EXERCISE:
Find every line in the items below that contains the word "pixel", matching case exactly, and copy each of those lines.

====

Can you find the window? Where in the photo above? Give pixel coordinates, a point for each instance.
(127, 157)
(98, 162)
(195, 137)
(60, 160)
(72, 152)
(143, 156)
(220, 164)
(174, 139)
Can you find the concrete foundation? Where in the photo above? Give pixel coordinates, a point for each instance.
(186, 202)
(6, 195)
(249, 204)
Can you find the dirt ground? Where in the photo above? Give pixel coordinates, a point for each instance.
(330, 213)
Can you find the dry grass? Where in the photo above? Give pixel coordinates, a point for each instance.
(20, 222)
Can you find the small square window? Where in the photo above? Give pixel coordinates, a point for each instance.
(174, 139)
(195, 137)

====

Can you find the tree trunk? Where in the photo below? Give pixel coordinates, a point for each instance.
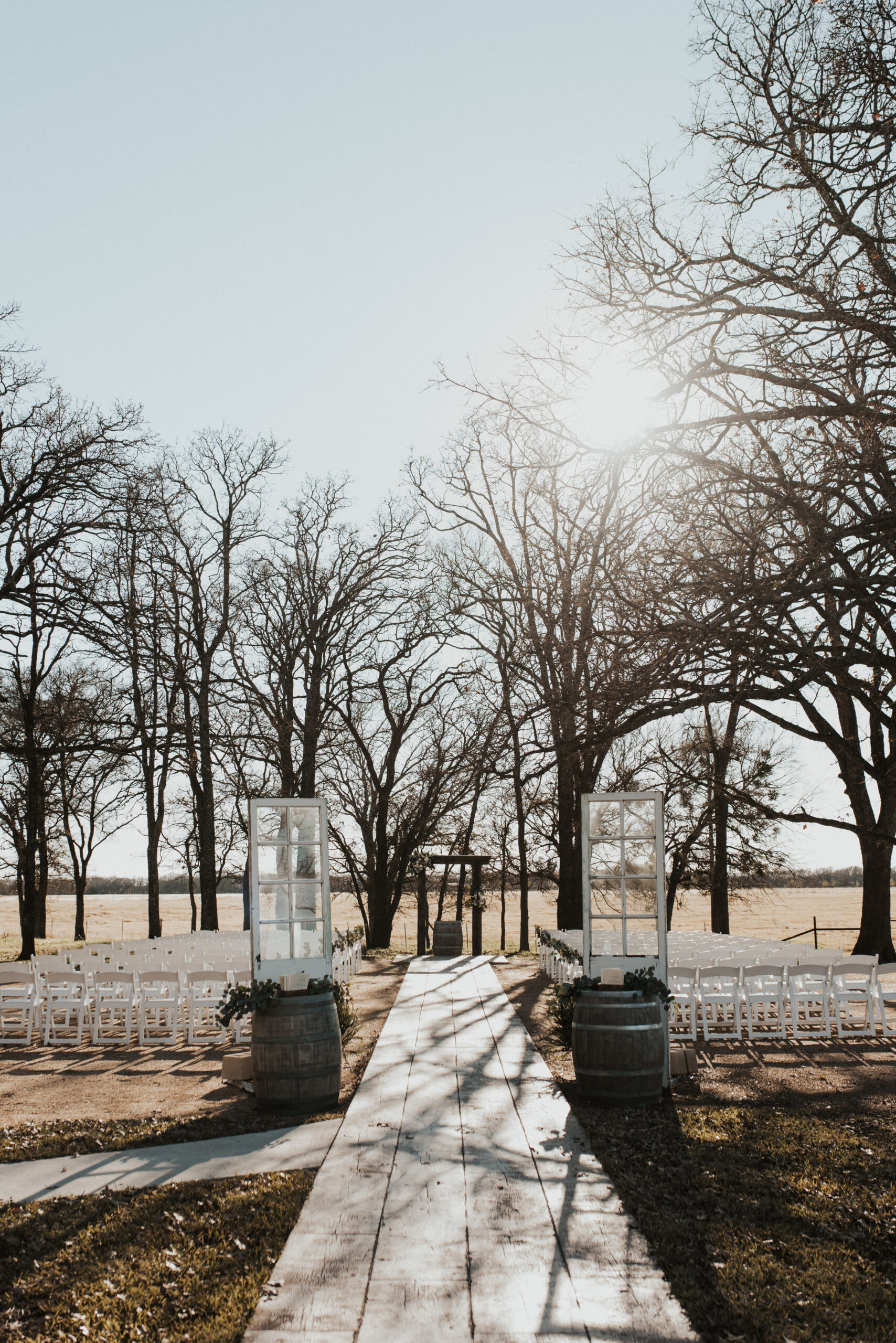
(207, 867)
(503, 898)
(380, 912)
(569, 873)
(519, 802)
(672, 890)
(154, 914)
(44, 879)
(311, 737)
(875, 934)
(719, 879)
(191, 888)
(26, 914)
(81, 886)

====

SOLUTION TO THE EXERCISE:
Can you find the window? Where in the photo above? Give pixel coordinates, a point for each instance.
Can you find the concrete foundation? Where in the photo above? Give pixel coordinates, a point for each instance.
Can you find the dirt ground? Where in the photo above? Give pixel coordinates, a point for each instance.
Can you find the dry grass? Where in the photo above? Give pixel coordinates, a point for each instance.
Can you find the small square window? Where in the photo above? Give pixel coordinates, a point for each instance.
Can you find the tree trunk? Where in the photo below? Give pixel coordinates, a point for each instance.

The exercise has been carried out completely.